Can Marriage Be Saved? (Page 2)

A Forum

This article appeared in the July 5, 2004 edition of The Nation.

June 17, 2004

EDMUND WHITE

MARRIAGE HAS ALWAYS APPEALED to my heart (and even, oddly enough, to my crotch) and offended my head. For years, throughout my 20s, I longed to get married to a man, and the idea so excited me that I had to learn not to propose: I realized it was too much of a turn-on for me to trust it. The rhetoric of eternal love and marital fidelity thrilled me, though I was never faithful to anyone longer than a month. At the same time I knew that real marriage--the kind that actually existed between men and women and not in my same-sex fantasies--was primarily a legal and economic institution, a bride exchanged for cowrie shells or cows. Having seen my parents live through a difficult divorce, I knew perfectly well that when love evaporated what was left was rancor, a hit squad of lawyers and drained family coffers.

----

> **BRIEF**
Rewrite the passage of the marriage forum piece between "MARRIAGE HAS ALWAYS" and "drained family coffers.", inclusive, using "bitterness" in place of "rancor".

----

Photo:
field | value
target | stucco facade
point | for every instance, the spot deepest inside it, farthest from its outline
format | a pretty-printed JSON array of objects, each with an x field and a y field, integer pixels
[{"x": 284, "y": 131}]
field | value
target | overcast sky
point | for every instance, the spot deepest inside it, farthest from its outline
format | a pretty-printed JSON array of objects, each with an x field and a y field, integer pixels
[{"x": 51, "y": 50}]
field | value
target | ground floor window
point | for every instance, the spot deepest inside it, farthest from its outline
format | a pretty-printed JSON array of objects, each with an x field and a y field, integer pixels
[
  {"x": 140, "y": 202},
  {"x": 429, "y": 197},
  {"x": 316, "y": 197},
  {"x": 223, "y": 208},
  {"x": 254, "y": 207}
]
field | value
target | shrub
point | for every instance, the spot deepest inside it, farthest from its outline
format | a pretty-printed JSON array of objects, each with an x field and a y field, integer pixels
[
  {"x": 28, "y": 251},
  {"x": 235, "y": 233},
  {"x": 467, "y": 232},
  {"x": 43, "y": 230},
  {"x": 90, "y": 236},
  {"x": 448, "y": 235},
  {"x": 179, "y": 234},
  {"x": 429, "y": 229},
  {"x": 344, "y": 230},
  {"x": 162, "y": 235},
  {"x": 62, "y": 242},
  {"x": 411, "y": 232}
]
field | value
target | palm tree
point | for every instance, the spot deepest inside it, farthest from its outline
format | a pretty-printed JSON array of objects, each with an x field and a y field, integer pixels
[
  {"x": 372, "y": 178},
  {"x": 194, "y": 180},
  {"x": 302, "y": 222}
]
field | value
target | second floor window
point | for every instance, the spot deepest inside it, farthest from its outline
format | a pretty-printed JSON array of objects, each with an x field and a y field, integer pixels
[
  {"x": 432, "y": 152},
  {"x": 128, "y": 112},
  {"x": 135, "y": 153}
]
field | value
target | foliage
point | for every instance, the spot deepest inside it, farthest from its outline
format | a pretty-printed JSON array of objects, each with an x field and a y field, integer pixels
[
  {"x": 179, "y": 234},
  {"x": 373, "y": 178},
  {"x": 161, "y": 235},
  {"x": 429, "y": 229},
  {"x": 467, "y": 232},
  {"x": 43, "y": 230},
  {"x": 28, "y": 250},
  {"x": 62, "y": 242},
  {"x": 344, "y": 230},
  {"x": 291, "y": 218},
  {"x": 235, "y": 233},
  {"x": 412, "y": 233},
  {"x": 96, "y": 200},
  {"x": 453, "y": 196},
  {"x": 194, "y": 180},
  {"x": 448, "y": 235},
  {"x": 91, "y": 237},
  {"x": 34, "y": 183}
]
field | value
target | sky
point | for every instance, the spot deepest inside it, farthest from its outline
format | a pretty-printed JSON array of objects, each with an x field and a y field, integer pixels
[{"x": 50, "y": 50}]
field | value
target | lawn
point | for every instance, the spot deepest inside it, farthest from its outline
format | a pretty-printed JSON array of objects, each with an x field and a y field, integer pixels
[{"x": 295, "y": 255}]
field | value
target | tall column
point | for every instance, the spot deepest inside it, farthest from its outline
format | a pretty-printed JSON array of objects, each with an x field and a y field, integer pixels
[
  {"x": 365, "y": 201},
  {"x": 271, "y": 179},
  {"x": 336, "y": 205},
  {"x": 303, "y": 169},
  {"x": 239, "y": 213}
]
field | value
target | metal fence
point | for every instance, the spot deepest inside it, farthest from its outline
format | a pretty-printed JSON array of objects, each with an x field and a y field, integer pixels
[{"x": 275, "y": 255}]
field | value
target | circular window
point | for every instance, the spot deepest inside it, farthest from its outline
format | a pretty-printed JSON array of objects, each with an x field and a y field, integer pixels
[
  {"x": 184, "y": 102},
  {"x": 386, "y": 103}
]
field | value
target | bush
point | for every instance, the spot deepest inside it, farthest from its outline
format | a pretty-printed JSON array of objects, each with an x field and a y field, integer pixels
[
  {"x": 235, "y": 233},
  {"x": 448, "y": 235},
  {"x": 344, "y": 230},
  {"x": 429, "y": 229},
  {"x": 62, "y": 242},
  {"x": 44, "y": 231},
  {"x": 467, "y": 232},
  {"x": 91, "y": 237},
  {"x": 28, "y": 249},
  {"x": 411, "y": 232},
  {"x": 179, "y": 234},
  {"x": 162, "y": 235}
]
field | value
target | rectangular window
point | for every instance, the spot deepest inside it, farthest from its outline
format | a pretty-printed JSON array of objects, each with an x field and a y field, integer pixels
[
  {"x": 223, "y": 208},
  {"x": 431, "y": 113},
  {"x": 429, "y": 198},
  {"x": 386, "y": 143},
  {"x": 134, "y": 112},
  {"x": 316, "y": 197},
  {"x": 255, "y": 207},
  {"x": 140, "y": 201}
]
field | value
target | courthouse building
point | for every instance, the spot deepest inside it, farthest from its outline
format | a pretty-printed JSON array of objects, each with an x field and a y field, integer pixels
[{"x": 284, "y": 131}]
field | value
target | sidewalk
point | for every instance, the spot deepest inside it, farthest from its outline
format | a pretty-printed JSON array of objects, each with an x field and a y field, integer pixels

----

> **RESPONSE FOR THIS EXERCISE**
MARRIAGE HAS ALWAYS APPEALED to my heart (and even, oddly enough, to my crotch) and offended my head. For years, throughout my 20s, I longed to get married to a man, and the idea so excited me that I had to learn not to propose: I realized it was too much of a turn-on for me to trust it. The rhetoric of eternal love and marital fidelity thrilled me, though I was never faithful to anyone longer than a month. At the same time I knew that real marriage--the kind that actually existed between men and women and not in my same-sex fantasies--was primarily a legal and economic institution, a bride exchanged for cowrie shells or cows. Having seen my parents live through a difficult divorce, I knew perfectly well that when love evaporated what was left was bitterness, a hit squad of lawyers and drained family coffers.